_Work order 1_
Answer these questions from the football excerpt.
(a) In what year did Randy Lerner purchase Aston Villa?
(b) Which three clubs are named as the remaining ESL aspirants?
(c) According to the lawyer, what do club owners want instead of another business to run?

_Selected excerpt_

• • • • •

One senior legal adviser to multiple elite football clubs takes the view that the underlying model is in fact unsustainable and attempts to change it, whether by means of Financial Fair Play regulation or otherwise, are not always well-received. He recalls that when US billionaire Randy Lerner purchased Aston Villa in 2006 he famously imported business principles that were commonplace in American sport, including maintaining control over wages so that they were limited to a percentage of the club’s turnover. When his relationship with then manager Martin O’Neill broke down over how to move the club forward, Lerner described his approach to building the club as ‘aiming always to be as competitive as possible given our size and resources’. That requires a patience and a realism that is a lot less common than it might be. As the lawyer summarises: ‘My experience from advising clubs is that they can be badly run as businesses not least because the owners are often not looking for another business to run. They want an adventure.’

Boris’s bomb

With the dust settling, two opposing legal forces have come rushing into view – potential claims and regulation designed to kill off the ESL for good, and legal action from the remaining ESL aspirants (Juventus, Real Madrid and Barcelona) designed to revive the ailing project.

• • • • •

[Segmentation mask data]
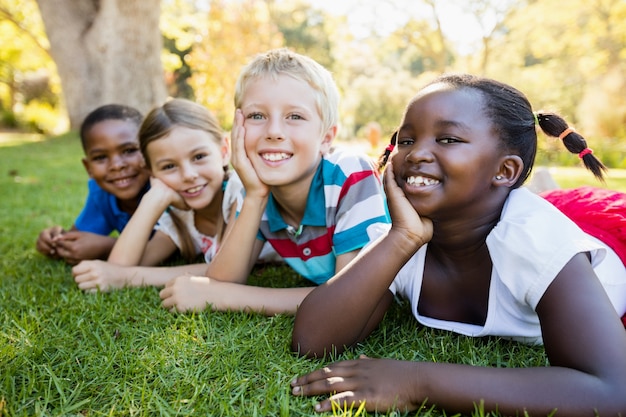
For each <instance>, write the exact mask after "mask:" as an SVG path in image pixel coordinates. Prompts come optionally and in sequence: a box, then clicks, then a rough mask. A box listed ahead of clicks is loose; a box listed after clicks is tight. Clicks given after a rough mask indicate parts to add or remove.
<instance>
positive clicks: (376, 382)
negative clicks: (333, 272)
mask: <svg viewBox="0 0 626 417" xmlns="http://www.w3.org/2000/svg"><path fill="white" fill-rule="evenodd" d="M537 313H538V315H539V318H540V321H541V324H542V330H543V337H544V342H545V347H546V352H547V353H548V357H549V359H550V363H551V366H550V367H535V368H517V369H514V368H489V367H478V366H468V365H457V364H442V363H430V362H398V361H392V360H370V359H366V360H357V361H348V362H340V363H337V364H333V365H330V366H328V367H326V368H325V369H322V370H318V371H314V372H313V373H311V374H309V375H305V376H303V377H300V378H297V379H296V380H294V381H293V382H292V386H293V387H294V388H293V391H294V393H295V394H297V395H317V394H323V393H332V392H337V394H335V395H333V396H332V397H331V398H329V399H328V400H325V401H323V402H321V403H320V404H319V406H318V407H316V410H318V411H324V410H330V401H331V400H336V401H348V402H352V401H356V402H357V403H358V402H359V401H366V408H367V409H370V410H373V409H374V408H376V407H378V408H379V409H389V408H400V409H403V408H406V409H411V410H413V409H416V408H417V407H418V406H420V405H421V404H422V402H424V401H426V402H427V403H428V404H435V405H437V406H438V407H439V408H442V409H445V410H447V411H455V412H456V411H458V412H465V413H469V412H471V411H472V410H473V409H474V404H478V403H479V402H480V401H484V404H485V410H486V411H491V410H496V409H497V410H498V411H500V412H501V413H503V414H506V415H513V414H522V413H523V412H525V411H526V412H528V413H529V414H530V415H547V414H549V413H550V412H552V411H554V410H558V413H557V415H564V416H589V415H601V416H609V415H618V414H619V413H622V414H623V413H624V411H625V410H626V396H624V392H626V355H625V354H624V352H626V332H624V329H623V326H622V325H621V323H620V321H619V318H618V317H617V314H616V313H615V310H614V309H613V307H612V305H611V303H610V301H609V300H608V297H607V296H606V293H605V292H604V289H603V288H602V286H601V284H600V283H599V281H598V280H597V279H596V278H595V274H594V273H593V271H592V269H591V266H590V264H589V261H588V260H587V259H586V258H585V256H584V255H583V254H579V255H576V256H575V257H574V258H573V259H572V260H571V261H570V262H569V263H568V264H567V265H566V266H565V268H564V269H563V270H562V271H561V273H560V274H559V275H558V276H557V277H556V279H555V280H554V282H553V283H552V284H551V285H550V287H549V288H548V290H547V291H546V293H545V294H544V296H543V297H542V299H541V301H540V303H539V305H538V307H537ZM372 375H376V378H372Z"/></svg>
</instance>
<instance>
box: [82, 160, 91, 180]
mask: <svg viewBox="0 0 626 417" xmlns="http://www.w3.org/2000/svg"><path fill="white" fill-rule="evenodd" d="M81 161H82V162H83V166H84V167H85V171H87V175H89V178H93V175H91V169H89V161H88V160H87V158H83V159H81Z"/></svg>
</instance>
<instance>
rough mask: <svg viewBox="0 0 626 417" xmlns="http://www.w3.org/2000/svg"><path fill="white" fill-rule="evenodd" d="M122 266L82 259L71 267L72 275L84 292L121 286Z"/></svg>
mask: <svg viewBox="0 0 626 417" xmlns="http://www.w3.org/2000/svg"><path fill="white" fill-rule="evenodd" d="M124 268H125V267H123V266H120V265H116V264H112V263H109V262H105V261H100V260H93V261H82V262H80V263H79V264H78V265H76V266H74V267H73V268H72V275H73V276H74V281H76V284H77V285H78V288H79V289H81V290H83V291H86V292H96V291H98V290H100V291H109V290H111V289H113V288H123V287H124V285H125V284H126V281H125V280H124V277H125V274H124Z"/></svg>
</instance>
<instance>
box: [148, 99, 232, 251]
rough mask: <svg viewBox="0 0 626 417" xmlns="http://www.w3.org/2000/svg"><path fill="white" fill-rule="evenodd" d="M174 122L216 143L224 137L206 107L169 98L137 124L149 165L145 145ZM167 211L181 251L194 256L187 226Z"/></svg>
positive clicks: (149, 163)
mask: <svg viewBox="0 0 626 417" xmlns="http://www.w3.org/2000/svg"><path fill="white" fill-rule="evenodd" d="M177 126H181V127H186V128H189V129H195V130H202V131H205V132H207V133H209V134H210V135H211V137H213V138H214V139H215V141H216V142H217V143H218V144H221V143H222V139H223V138H224V132H223V131H222V129H221V127H220V125H219V123H218V122H217V119H216V118H215V116H214V115H213V114H212V113H211V112H210V111H209V110H208V109H206V108H205V107H203V106H201V105H200V104H198V103H195V102H193V101H190V100H185V99H178V98H175V99H171V100H169V101H167V102H166V103H165V104H163V105H162V106H160V107H155V108H154V109H152V110H151V111H150V113H148V114H147V115H146V117H145V119H144V120H143V123H142V124H141V127H140V128H139V147H140V149H141V153H142V154H143V157H144V159H145V160H146V164H147V165H148V167H149V168H150V169H152V165H151V161H150V157H149V155H148V152H147V148H148V145H149V144H150V143H152V142H154V141H155V140H158V139H161V138H163V137H165V136H167V135H168V134H169V133H170V132H171V131H172V130H173V129H174V128H175V127H177ZM224 172H225V173H226V174H228V165H225V166H224ZM169 214H170V216H171V218H172V221H173V222H174V227H175V228H176V232H177V233H178V237H179V238H180V244H181V247H180V253H181V255H182V256H183V258H184V259H186V260H188V261H191V260H193V259H195V257H196V248H195V245H194V241H193V238H192V237H191V234H190V233H189V229H188V228H187V226H186V225H185V223H184V222H183V221H182V220H181V219H180V217H178V216H177V215H176V214H175V213H174V212H172V211H170V212H169Z"/></svg>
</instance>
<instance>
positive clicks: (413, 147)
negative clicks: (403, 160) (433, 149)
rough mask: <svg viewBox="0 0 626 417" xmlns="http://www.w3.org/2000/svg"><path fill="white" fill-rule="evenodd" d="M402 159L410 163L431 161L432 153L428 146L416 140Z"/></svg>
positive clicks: (430, 149)
mask: <svg viewBox="0 0 626 417" xmlns="http://www.w3.org/2000/svg"><path fill="white" fill-rule="evenodd" d="M404 160H405V161H407V162H412V163H419V162H432V160H433V153H432V150H431V149H430V148H429V147H428V146H425V145H424V144H423V143H419V142H417V141H416V142H415V144H414V145H413V146H412V147H411V149H410V150H409V152H407V154H406V156H405V157H404Z"/></svg>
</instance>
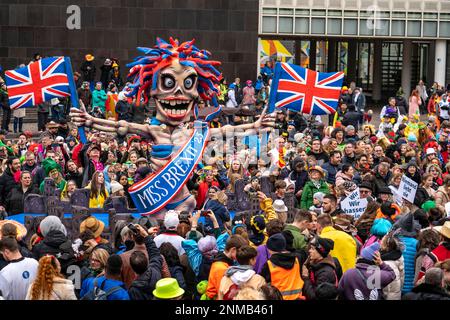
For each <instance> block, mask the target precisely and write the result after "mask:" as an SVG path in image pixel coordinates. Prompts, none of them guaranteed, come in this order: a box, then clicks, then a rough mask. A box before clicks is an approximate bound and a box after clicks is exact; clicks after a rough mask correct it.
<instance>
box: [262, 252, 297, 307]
mask: <svg viewBox="0 0 450 320" xmlns="http://www.w3.org/2000/svg"><path fill="white" fill-rule="evenodd" d="M267 264H268V266H269V271H270V280H271V284H272V285H273V286H274V287H276V288H277V289H278V290H280V291H281V294H282V295H283V299H284V300H299V299H302V300H304V297H303V296H302V288H303V279H302V277H301V274H300V263H299V262H298V259H297V258H295V264H294V267H293V268H292V269H284V268H282V267H280V266H277V265H275V264H273V263H272V261H270V260H268V261H267Z"/></svg>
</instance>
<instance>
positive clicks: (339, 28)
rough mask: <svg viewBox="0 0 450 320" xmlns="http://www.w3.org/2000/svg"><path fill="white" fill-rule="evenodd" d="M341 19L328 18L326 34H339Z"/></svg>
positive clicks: (339, 30) (341, 24)
mask: <svg viewBox="0 0 450 320" xmlns="http://www.w3.org/2000/svg"><path fill="white" fill-rule="evenodd" d="M341 28H342V20H341V19H328V24H327V33H328V34H341Z"/></svg>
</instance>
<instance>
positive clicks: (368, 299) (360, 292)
mask: <svg viewBox="0 0 450 320" xmlns="http://www.w3.org/2000/svg"><path fill="white" fill-rule="evenodd" d="M355 270H356V273H358V275H359V276H360V277H361V279H362V280H363V281H364V283H367V278H366V277H365V276H364V275H363V273H362V272H361V271H360V270H359V269H358V268H355ZM353 295H354V297H355V299H356V300H381V299H382V296H380V295H379V293H378V289H376V288H374V289H372V290H370V294H369V297H365V296H364V294H363V293H362V291H361V290H359V289H355V290H354V292H353Z"/></svg>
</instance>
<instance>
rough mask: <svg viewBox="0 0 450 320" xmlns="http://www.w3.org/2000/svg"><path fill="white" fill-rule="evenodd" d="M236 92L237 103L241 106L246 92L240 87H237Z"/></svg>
mask: <svg viewBox="0 0 450 320" xmlns="http://www.w3.org/2000/svg"><path fill="white" fill-rule="evenodd" d="M234 91H235V92H236V102H237V103H238V105H240V104H241V102H242V100H244V91H243V90H242V88H238V87H236V88H235V90H234Z"/></svg>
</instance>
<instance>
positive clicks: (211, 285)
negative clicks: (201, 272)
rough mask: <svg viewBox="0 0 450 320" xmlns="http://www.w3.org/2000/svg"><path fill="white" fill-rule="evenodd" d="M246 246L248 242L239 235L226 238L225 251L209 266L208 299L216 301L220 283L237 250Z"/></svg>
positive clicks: (205, 293) (247, 244) (233, 258)
mask: <svg viewBox="0 0 450 320" xmlns="http://www.w3.org/2000/svg"><path fill="white" fill-rule="evenodd" d="M245 245H248V241H247V240H245V239H244V238H243V237H241V236H239V235H232V236H231V237H229V238H228V240H227V243H226V245H225V250H224V251H223V252H220V253H219V254H218V256H217V257H216V259H215V261H214V262H213V263H212V265H211V270H210V272H209V278H208V286H207V288H206V292H205V294H206V296H207V297H208V298H209V299H211V300H212V299H217V296H218V294H219V288H220V282H221V281H222V278H223V276H224V275H225V273H226V271H227V270H228V268H229V267H230V266H233V265H234V261H235V260H236V254H237V251H238V250H239V248H241V247H242V246H245Z"/></svg>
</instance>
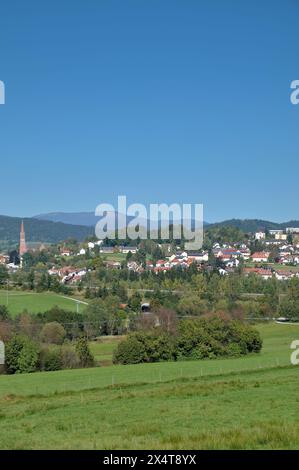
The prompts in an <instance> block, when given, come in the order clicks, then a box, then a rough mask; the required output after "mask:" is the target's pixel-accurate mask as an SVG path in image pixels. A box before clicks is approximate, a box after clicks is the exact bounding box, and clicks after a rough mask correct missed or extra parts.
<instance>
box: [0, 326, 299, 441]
mask: <svg viewBox="0 0 299 470" xmlns="http://www.w3.org/2000/svg"><path fill="white" fill-rule="evenodd" d="M258 328H259V330H260V331H261V333H262V336H263V338H264V348H263V352H262V353H261V354H260V355H254V356H247V357H244V358H237V359H226V360H213V361H190V362H177V363H159V364H140V365H132V366H111V367H102V368H96V369H85V370H68V371H61V372H48V373H35V374H26V375H25V374H24V375H16V376H1V377H0V434H1V444H0V447H1V448H2V449H43V448H46V449H62V448H64V449H72V448H78V449H135V448H136V449H157V448H159V449H203V448H204V449H219V448H225V449H245V448H247V449H255V448H258V449H259V448H261V449H269V448H275V449H278V448H279V449H290V448H299V423H298V418H297V417H298V412H299V398H298V386H299V367H296V366H290V352H291V350H290V343H291V341H293V340H294V339H299V326H291V325H279V324H269V325H262V326H259V327H258ZM107 344H109V348H110V349H111V343H110V342H109V341H108V343H106V345H105V343H104V342H103V343H99V345H102V347H104V345H105V347H106V349H107ZM99 345H96V347H97V348H98V350H97V353H98V354H101V353H100V349H99ZM106 352H107V351H106ZM110 353H112V351H111V352H110ZM110 353H109V354H110ZM106 355H108V354H106Z"/></svg>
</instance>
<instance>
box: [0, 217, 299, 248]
mask: <svg viewBox="0 0 299 470" xmlns="http://www.w3.org/2000/svg"><path fill="white" fill-rule="evenodd" d="M109 217H114V214H113V213H111V214H110V215H109ZM132 218H133V217H128V218H127V222H129V221H130V220H132ZM98 220H99V217H96V216H95V215H94V213H92V212H77V213H65V212H53V213H50V214H42V215H38V216H36V217H31V218H24V225H25V231H26V239H27V240H28V241H29V242H44V243H58V242H61V241H63V240H66V239H68V238H75V239H77V240H79V241H82V240H84V239H85V238H86V237H88V236H91V235H94V228H95V225H96V222H97V221H98ZM21 221H22V219H21V218H20V217H9V216H4V215H0V242H1V245H2V246H11V245H13V244H17V243H18V240H19V233H20V226H21ZM146 223H147V221H146V219H145V220H144V225H145V224H146ZM162 224H163V222H162ZM204 226H205V229H206V230H210V229H214V228H215V229H216V228H221V227H235V228H238V229H240V230H242V231H243V232H245V233H246V232H256V231H258V230H261V229H266V230H275V229H277V230H278V229H285V228H286V227H299V220H291V221H289V222H283V223H276V222H270V221H267V220H260V219H244V220H242V219H230V220H225V221H223V222H218V223H214V224H208V223H204Z"/></svg>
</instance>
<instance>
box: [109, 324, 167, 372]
mask: <svg viewBox="0 0 299 470" xmlns="http://www.w3.org/2000/svg"><path fill="white" fill-rule="evenodd" d="M174 359H176V351H175V341H174V339H173V337H172V336H171V335H170V334H168V333H165V332H161V331H159V330H152V331H149V332H143V331H139V332H137V333H132V334H130V335H129V336H128V337H127V338H126V339H125V340H123V341H121V342H120V343H119V345H118V347H117V349H116V351H115V352H114V356H113V362H114V363H116V364H137V363H140V362H158V361H171V360H174Z"/></svg>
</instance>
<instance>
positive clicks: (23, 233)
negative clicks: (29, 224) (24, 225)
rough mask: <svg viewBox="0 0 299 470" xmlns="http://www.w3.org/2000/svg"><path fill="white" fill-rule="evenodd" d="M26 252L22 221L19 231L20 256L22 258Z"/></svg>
mask: <svg viewBox="0 0 299 470" xmlns="http://www.w3.org/2000/svg"><path fill="white" fill-rule="evenodd" d="M26 252H27V246H26V239H25V230H24V222H23V220H22V224H21V231H20V256H23V255H24V254H25V253H26Z"/></svg>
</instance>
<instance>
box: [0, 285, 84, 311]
mask: <svg viewBox="0 0 299 470" xmlns="http://www.w3.org/2000/svg"><path fill="white" fill-rule="evenodd" d="M79 302H80V304H79V311H83V310H84V308H85V307H86V305H85V303H84V302H81V301H79ZM0 305H6V306H7V307H8V310H9V312H10V314H11V315H13V316H15V315H17V314H19V313H22V312H23V311H24V310H27V311H28V312H30V313H38V312H45V311H46V310H49V309H51V308H52V307H54V306H58V307H60V308H62V309H65V310H72V311H76V310H77V300H76V299H73V298H71V297H66V296H63V295H59V294H55V293H53V292H42V293H36V292H28V291H21V290H19V291H18V290H9V291H6V290H0Z"/></svg>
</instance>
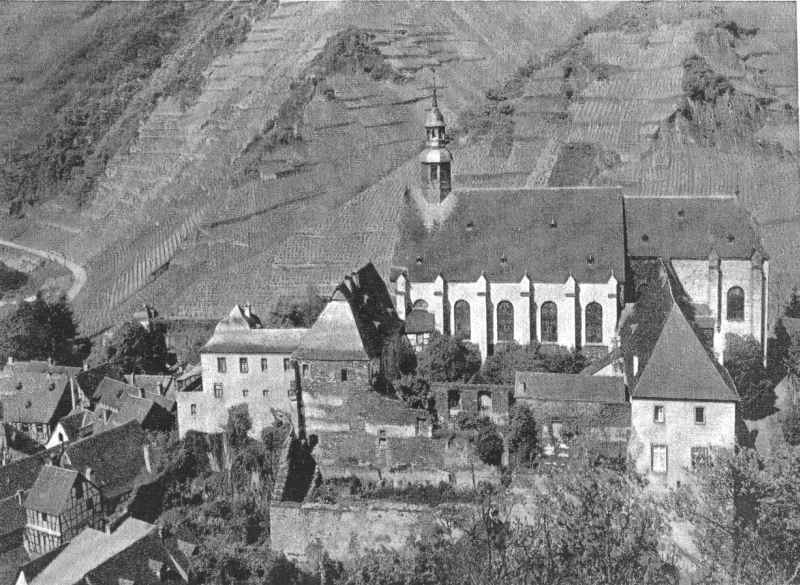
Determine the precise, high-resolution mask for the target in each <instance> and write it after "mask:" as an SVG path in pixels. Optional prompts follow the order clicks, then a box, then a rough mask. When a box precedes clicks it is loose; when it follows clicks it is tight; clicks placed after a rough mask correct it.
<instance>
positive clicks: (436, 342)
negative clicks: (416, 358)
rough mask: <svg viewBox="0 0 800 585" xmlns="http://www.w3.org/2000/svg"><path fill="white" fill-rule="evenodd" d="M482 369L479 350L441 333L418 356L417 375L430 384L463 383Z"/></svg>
mask: <svg viewBox="0 0 800 585" xmlns="http://www.w3.org/2000/svg"><path fill="white" fill-rule="evenodd" d="M480 367H481V354H480V352H479V351H478V348H477V347H476V346H475V345H473V344H471V343H466V342H462V341H459V340H457V339H456V338H455V337H451V336H449V335H442V334H439V333H436V334H434V335H433V336H432V337H431V341H430V343H428V345H426V346H425V348H424V349H423V350H422V351H421V352H420V353H419V355H418V356H417V375H418V376H420V377H421V378H424V379H425V380H427V381H429V382H462V381H467V380H469V379H470V378H472V376H474V375H475V374H476V373H477V372H478V370H479V369H480Z"/></svg>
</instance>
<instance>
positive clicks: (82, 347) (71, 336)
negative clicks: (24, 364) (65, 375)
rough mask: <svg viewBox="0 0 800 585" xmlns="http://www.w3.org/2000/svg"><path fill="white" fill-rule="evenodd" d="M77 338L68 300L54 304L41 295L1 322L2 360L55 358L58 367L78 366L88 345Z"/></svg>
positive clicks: (58, 300) (28, 359)
mask: <svg viewBox="0 0 800 585" xmlns="http://www.w3.org/2000/svg"><path fill="white" fill-rule="evenodd" d="M76 337H77V327H76V325H75V320H74V319H73V316H72V309H71V308H70V306H69V304H68V303H67V300H66V298H65V297H62V298H60V299H59V300H58V301H56V302H52V303H51V302H47V301H45V300H44V299H43V298H42V297H41V296H38V297H37V298H36V300H34V301H33V302H30V303H22V304H21V305H20V306H19V307H18V308H17V310H16V311H15V312H14V313H13V314H12V315H10V316H9V317H6V318H5V319H3V320H2V321H0V359H2V361H4V362H5V361H6V360H7V359H8V357H13V358H15V359H22V360H44V359H48V358H52V359H53V361H55V362H56V363H59V364H67V365H77V364H80V362H81V360H82V359H83V358H84V357H85V352H84V346H85V345H86V344H85V343H80V342H79V340H78V339H76Z"/></svg>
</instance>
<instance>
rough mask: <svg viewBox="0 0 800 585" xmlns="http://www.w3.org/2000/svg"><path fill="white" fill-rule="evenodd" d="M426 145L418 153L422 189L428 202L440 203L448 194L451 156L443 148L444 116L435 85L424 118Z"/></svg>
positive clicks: (444, 147)
mask: <svg viewBox="0 0 800 585" xmlns="http://www.w3.org/2000/svg"><path fill="white" fill-rule="evenodd" d="M425 131H426V133H427V136H428V141H427V146H426V148H425V150H424V151H422V154H421V155H420V162H421V163H422V189H423V193H424V195H425V199H427V200H428V201H429V202H430V203H440V202H441V201H444V199H445V198H446V197H447V196H448V195H449V194H450V163H451V161H452V156H451V155H450V151H449V150H447V148H445V143H446V141H447V140H446V138H445V125H444V116H443V115H442V112H441V111H440V110H439V103H438V100H437V98H436V87H435V86H434V88H433V102H432V104H431V109H430V111H429V112H428V115H427V117H426V118H425Z"/></svg>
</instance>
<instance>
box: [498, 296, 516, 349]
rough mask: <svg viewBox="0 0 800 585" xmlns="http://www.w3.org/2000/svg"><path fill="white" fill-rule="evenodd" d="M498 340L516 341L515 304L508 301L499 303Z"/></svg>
mask: <svg viewBox="0 0 800 585" xmlns="http://www.w3.org/2000/svg"><path fill="white" fill-rule="evenodd" d="M497 341H514V305H512V304H511V303H510V302H508V301H500V302H499V303H498V304H497Z"/></svg>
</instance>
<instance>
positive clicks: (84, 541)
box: [29, 518, 155, 585]
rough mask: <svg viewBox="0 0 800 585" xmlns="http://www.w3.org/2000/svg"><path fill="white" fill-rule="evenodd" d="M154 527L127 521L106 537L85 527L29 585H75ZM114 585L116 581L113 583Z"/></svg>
mask: <svg viewBox="0 0 800 585" xmlns="http://www.w3.org/2000/svg"><path fill="white" fill-rule="evenodd" d="M153 530H155V526H153V525H152V524H148V523H146V522H142V521H141V520H136V519H134V518H129V519H128V520H126V521H125V522H123V523H122V524H121V525H120V526H119V527H118V528H117V529H116V530H115V531H114V532H112V533H111V534H106V533H105V532H100V531H99V530H95V529H93V528H86V529H84V530H83V532H81V533H80V534H78V535H77V536H76V537H75V538H73V539H72V541H71V542H70V543H69V544H68V545H67V546H66V547H65V548H64V549H63V550H62V551H61V553H60V554H58V555H57V556H56V557H55V558H54V559H53V560H52V561H51V562H50V564H49V565H48V566H47V567H46V568H44V569H43V570H42V571H41V573H39V574H38V575H37V576H36V577H34V579H33V580H32V581H29V583H30V585H75V584H76V583H79V582H81V580H82V579H83V578H84V576H85V575H86V574H87V573H88V572H89V571H91V570H93V569H95V568H96V567H98V566H100V565H102V564H103V563H104V562H106V561H108V560H109V559H112V558H113V557H114V556H115V555H117V554H119V553H121V552H122V551H124V550H125V549H126V548H128V547H129V546H131V545H132V544H134V543H135V542H137V541H139V540H141V539H142V538H145V537H146V536H147V535H148V534H149V533H150V532H152V531H153ZM114 585H116V582H114Z"/></svg>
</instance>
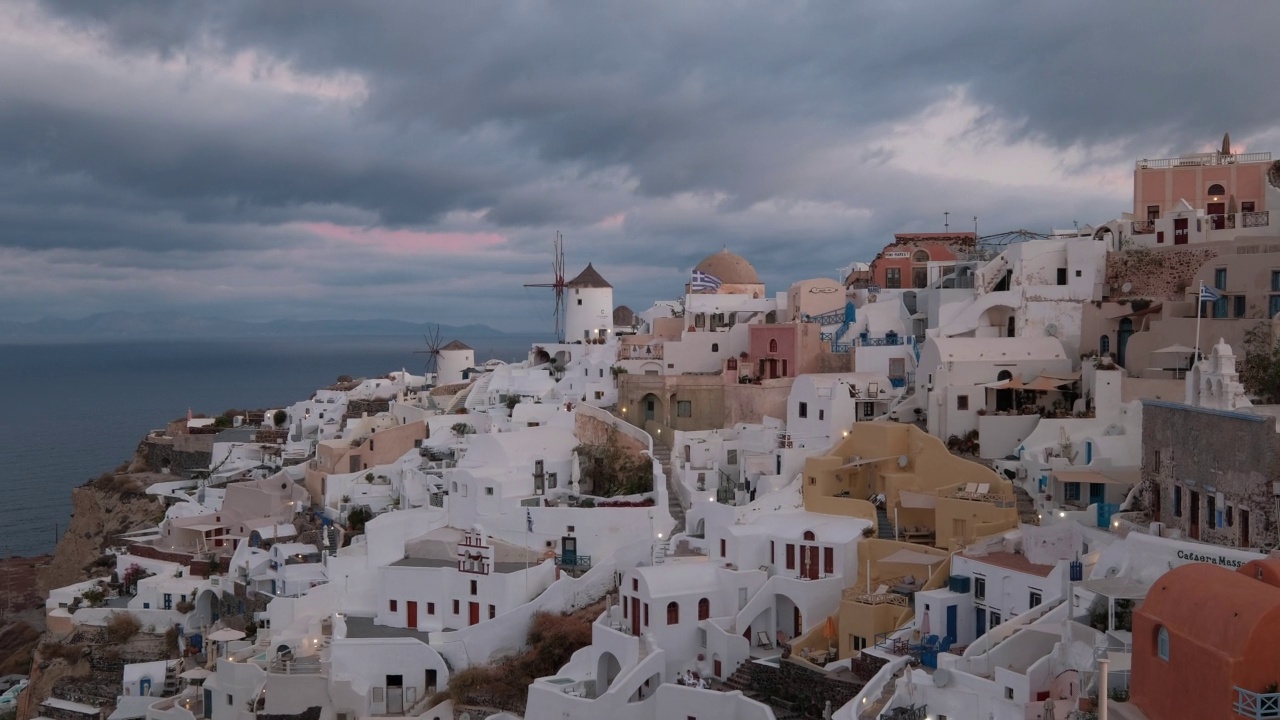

• • • • •

_Work order 2_
Transcribe the records word for word, starting at their beginning and ending at the line that contains "negative clicks: (333, 272)", with both of those lines included. Leave the pictures out.

_Task response 1_
(a) 2006
(b) Juventus, Real Madrid and Barcelona
(c) An adventure

_Task response 2_
For each <instance>, write the exact mask after "mask:" as an SVG path in image pixel coordinates. Prompts come optionally and in sequence: a box, then clicks, then a rough mask. A box listed ahead of clicks is loose; a box listed after clicks is tight. Clicks given after a rough mask indicate parts to add or remove.
<instance>
positive clicks: (376, 382)
negative clicks: (333, 272)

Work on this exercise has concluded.